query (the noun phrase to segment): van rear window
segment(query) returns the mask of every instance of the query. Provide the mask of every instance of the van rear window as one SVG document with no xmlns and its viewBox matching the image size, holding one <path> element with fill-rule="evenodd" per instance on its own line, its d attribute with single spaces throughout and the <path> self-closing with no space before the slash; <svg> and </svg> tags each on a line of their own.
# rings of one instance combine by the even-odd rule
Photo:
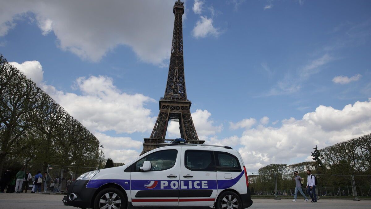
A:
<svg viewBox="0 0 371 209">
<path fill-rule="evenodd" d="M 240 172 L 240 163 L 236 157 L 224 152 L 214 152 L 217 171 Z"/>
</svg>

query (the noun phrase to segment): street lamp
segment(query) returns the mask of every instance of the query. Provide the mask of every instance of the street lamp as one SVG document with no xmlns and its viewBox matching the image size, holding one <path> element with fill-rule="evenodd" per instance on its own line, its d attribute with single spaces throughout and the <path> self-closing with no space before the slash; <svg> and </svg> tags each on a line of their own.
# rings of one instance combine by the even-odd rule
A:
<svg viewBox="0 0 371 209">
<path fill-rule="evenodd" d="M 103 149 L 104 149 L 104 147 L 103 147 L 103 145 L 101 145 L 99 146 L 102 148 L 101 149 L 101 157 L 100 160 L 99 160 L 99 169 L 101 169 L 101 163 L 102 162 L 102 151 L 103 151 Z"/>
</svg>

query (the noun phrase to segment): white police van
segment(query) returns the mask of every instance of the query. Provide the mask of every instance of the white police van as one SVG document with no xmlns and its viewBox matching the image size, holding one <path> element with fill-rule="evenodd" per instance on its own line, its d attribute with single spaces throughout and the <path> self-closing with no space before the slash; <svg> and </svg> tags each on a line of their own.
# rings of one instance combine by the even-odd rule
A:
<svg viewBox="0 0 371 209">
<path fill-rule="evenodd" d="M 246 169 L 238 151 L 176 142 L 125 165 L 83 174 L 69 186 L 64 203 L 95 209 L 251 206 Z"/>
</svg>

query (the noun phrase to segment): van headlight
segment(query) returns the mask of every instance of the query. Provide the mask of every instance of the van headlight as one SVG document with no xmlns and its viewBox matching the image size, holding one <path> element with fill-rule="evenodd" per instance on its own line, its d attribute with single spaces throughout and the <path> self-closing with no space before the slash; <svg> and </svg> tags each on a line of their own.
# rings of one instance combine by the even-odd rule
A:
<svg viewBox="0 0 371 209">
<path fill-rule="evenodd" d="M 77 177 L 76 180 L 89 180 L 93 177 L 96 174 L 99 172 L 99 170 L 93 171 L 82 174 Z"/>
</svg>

--

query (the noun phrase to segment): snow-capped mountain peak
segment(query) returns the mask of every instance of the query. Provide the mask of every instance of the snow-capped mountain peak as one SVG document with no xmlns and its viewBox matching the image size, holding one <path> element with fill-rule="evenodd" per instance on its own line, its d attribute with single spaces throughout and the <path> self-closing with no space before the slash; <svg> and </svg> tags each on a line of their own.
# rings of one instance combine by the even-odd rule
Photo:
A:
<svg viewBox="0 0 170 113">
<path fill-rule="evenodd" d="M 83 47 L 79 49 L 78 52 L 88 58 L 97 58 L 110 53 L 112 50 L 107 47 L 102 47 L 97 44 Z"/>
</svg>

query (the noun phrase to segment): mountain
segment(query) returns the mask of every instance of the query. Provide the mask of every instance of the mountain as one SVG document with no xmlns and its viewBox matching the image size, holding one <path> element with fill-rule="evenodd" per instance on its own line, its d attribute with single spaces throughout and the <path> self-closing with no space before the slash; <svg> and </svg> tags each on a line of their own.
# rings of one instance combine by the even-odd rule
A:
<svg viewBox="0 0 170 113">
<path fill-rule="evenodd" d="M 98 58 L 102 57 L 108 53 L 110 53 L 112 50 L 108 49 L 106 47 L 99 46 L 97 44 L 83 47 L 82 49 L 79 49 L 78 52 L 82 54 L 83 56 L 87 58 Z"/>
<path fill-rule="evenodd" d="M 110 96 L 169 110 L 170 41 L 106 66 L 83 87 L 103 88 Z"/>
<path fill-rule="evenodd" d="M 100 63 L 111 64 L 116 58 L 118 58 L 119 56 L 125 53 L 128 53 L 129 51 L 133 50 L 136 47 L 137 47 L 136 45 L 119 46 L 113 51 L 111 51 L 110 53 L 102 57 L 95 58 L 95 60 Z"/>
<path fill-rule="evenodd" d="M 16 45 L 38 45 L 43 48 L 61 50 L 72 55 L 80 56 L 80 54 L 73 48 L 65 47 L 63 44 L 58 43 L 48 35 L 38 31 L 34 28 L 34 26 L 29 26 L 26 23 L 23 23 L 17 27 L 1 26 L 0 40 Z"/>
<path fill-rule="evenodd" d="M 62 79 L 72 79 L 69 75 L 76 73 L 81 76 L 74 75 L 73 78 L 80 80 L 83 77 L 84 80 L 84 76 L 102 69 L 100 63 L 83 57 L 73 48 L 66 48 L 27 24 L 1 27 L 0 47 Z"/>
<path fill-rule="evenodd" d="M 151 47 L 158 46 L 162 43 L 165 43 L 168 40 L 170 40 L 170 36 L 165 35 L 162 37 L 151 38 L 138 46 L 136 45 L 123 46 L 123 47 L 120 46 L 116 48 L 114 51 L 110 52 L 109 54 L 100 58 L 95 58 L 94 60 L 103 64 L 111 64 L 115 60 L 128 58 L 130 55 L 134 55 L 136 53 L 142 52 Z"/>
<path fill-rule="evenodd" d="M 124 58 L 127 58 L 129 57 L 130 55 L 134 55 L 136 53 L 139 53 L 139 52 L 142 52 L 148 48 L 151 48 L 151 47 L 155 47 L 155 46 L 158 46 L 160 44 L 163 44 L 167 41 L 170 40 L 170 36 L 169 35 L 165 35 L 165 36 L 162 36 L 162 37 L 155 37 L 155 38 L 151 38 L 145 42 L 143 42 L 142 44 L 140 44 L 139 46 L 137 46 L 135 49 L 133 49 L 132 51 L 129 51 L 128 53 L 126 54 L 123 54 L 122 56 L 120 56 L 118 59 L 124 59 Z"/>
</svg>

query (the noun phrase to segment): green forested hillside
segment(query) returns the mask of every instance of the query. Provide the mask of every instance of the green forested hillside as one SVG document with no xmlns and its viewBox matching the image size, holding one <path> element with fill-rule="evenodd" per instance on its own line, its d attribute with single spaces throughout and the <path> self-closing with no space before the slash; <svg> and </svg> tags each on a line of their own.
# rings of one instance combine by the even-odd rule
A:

**Work instructions:**
Copy word for word the lines of the listing from the line containing "query (the noun phrase to segment): van rear" through the line containing "the van rear", with both of those lines included.

**Result of the task:**
query (the noun phrase to segment): van rear window
segment(query) returns the mask of every instance of the query. Provide the mask of every instance of the van rear window as one SVG document with no xmlns and its viewBox matching the image size, holding one <path> element with fill-rule="evenodd" per instance on its own line, its d attribute with single spaces throughout and the <path> self-closing with no space before the slash; <svg> and </svg> tags each on a line of their own.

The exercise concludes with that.